| CHALLENGE |
A faithful transcription of all the data is required.

Object location annotation data
● ● ●
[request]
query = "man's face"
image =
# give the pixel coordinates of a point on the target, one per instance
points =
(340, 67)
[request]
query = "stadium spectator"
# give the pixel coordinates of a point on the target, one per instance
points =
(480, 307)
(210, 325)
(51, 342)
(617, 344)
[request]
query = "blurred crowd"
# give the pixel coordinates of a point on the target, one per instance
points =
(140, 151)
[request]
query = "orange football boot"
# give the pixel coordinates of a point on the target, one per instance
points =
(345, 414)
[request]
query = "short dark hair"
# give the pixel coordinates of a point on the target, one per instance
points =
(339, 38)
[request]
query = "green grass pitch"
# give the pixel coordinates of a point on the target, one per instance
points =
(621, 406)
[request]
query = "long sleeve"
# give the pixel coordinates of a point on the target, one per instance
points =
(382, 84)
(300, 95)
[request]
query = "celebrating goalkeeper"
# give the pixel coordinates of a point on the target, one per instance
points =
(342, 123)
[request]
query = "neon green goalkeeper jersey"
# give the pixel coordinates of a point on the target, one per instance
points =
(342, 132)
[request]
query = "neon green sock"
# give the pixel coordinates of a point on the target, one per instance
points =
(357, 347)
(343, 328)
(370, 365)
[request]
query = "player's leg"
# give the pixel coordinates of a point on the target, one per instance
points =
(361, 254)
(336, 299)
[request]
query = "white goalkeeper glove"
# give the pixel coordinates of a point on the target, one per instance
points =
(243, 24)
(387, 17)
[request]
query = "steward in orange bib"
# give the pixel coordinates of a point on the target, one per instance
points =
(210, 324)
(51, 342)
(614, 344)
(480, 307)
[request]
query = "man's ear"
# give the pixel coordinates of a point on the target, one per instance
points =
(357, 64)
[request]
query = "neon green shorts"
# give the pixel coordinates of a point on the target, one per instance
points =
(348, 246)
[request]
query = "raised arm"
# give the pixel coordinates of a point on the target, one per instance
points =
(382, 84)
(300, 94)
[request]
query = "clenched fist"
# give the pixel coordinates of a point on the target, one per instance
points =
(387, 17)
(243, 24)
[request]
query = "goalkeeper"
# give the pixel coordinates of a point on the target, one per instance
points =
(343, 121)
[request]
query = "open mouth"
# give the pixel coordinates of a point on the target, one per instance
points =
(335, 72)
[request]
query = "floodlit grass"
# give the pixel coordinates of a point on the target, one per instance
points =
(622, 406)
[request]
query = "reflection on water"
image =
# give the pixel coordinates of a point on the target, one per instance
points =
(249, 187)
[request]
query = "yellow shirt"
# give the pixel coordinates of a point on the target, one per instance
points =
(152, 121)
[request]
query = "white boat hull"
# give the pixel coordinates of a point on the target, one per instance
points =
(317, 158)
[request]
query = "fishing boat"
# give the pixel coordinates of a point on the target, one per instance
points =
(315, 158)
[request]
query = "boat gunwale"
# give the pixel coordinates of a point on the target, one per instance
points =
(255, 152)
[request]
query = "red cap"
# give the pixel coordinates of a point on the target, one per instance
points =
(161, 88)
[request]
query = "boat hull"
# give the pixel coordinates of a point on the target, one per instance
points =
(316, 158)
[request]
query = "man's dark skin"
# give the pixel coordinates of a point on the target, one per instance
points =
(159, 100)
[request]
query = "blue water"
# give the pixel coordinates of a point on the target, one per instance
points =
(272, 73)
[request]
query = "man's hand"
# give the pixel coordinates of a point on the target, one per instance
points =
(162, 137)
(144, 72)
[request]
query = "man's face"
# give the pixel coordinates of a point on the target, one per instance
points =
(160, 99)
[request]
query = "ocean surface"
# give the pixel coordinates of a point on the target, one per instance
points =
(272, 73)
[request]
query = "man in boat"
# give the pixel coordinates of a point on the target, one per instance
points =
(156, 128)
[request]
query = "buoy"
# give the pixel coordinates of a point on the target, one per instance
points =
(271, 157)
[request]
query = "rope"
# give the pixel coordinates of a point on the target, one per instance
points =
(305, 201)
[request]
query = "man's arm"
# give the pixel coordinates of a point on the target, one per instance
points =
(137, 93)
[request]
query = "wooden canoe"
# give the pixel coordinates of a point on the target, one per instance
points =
● ● ●
| REPLY TO THE EXERCISE |
[request]
query = "man's face"
image =
# give the pixel coordinates of a point on the target, one per instance
points =
(340, 67)
[request]
query = "stadium spectator"
# give the pixel coordinates of a point on the target, one per instance
points =
(480, 307)
(210, 325)
(51, 342)
(617, 344)
[request]
query = "blurred crowd"
# give the pixel coordinates of a point on the target, one per instance
points =
(140, 151)
[request]
query = "orange football boot"
# give the pixel coordinates of a point on the target, one per instance
points =
(345, 414)
[request]
query = "short dark hair"
# give the pixel coordinates of a point on the target, one per instance
points =
(339, 38)
[request]
query = "green grass pitch"
# give the pixel coordinates of a point on the target, one per instance
points =
(621, 406)
[request]
query = "long sleeve"
# give the pixel coordinates of a point on the target, one per instance
points =
(382, 84)
(300, 95)
[request]
query = "celebrating goalkeeper"
# give the pixel coordinates of a point on the target, one per instance
points =
(342, 123)
[request]
query = "neon green goalkeeper jersey"
# give the pixel coordinates of a point on the target, one per instance
points =
(342, 132)
[request]
query = "neon green sock"
# give the pixel coordinates of a point on the target, one per instance
points =
(357, 347)
(343, 328)
(370, 365)
[request]
query = "player's leg"
# give the pixel coordinates of a point on the target, one per instance
points =
(361, 254)
(336, 299)
[request]
query = "white goalkeeper glove"
# give the pixel coordinates of a point on the target, one per instance
points =
(243, 24)
(387, 17)
[request]
query = "steward in orange bib"
# give the pixel coordinates of a point on the target, one per instance
points =
(210, 324)
(51, 342)
(614, 344)
(480, 307)
[request]
query = "man's ear"
# give the pixel coordinates of a point on the target, one per instance
points =
(357, 64)
[request]
query = "neon green shorts"
# give the pixel coordinates of a point on the target, one per instance
points =
(348, 246)
[request]
query = "raised arm"
# give the pixel coordinates of a point on the target, one per instance
points =
(382, 84)
(300, 94)
[request]
query = "clenched fist"
# give the pixel coordinates of a point on the target, one per instance
points =
(387, 17)
(243, 24)
[request]
query = "goalkeeper"
# give the pixel coordinates of a point on the target, one per instance
points =
(343, 121)
[request]
query = "open mouth"
# give the pixel coordinates of a point on the target, one per instance
points =
(335, 72)
[request]
query = "floodlit grass"
# give the pixel coordinates of a point on the target, one per instance
points =
(622, 406)
[request]
query = "reflection on water"
image =
# give the pixel coordinates of a point on the target, one per instance
points =
(249, 187)
[request]
query = "yellow shirt"
# give the pixel coordinates of a point on the target, one per instance
points =
(152, 121)
[request]
query = "white boat hull"
# give the pixel coordinates of a point on the target, one per instance
points =
(317, 158)
[request]
query = "fishing boat"
# give the pixel coordinates of a point on the target, one per instance
points =
(315, 158)
[request]
query = "boat gunwale"
# give the pixel coordinates of a point on the target, one per instance
points =
(255, 152)
[request]
query = "red cap"
# give the pixel coordinates of a point on the target, one per instance
points =
(161, 88)
[request]
query = "boat hull"
# give the pixel coordinates of a point on the target, one per instance
points =
(316, 158)
[request]
query = "man's dark skin"
# give the pixel coordinates of a point on the target, one per instance
points =
(159, 100)
[request]
query = "blue water"
# give the pixel coordinates of a point on the target, one per instance
points =
(272, 73)
[request]
query = "man's hand"
# give the pixel coordinates of a point on the target, one per instance
points =
(162, 137)
(144, 72)
[request]
query = "man's face"
# give the pixel coordinates of a point on the target, one per instance
points =
(160, 99)
[request]
query = "ocean surface"
# give the pixel coordinates of a point on the target, one per instance
points =
(272, 73)
[request]
query = "man in boat"
# give the pixel coordinates of a point on the target, one per instance
points =
(156, 128)
[request]
query = "buoy"
# give the pixel coordinates of a point on the target, one per instance
points =
(271, 157)
[request]
query = "rope"
# give the pixel coordinates of a point on the target, one per instance
points =
(305, 201)
[request]
query = "man's arm"
# give the pixel coordinates of a point on the target, one per instance
points =
(137, 93)
[request]
query = "wooden canoe"
# give the pixel coordinates of a point on the target, one per instance
points =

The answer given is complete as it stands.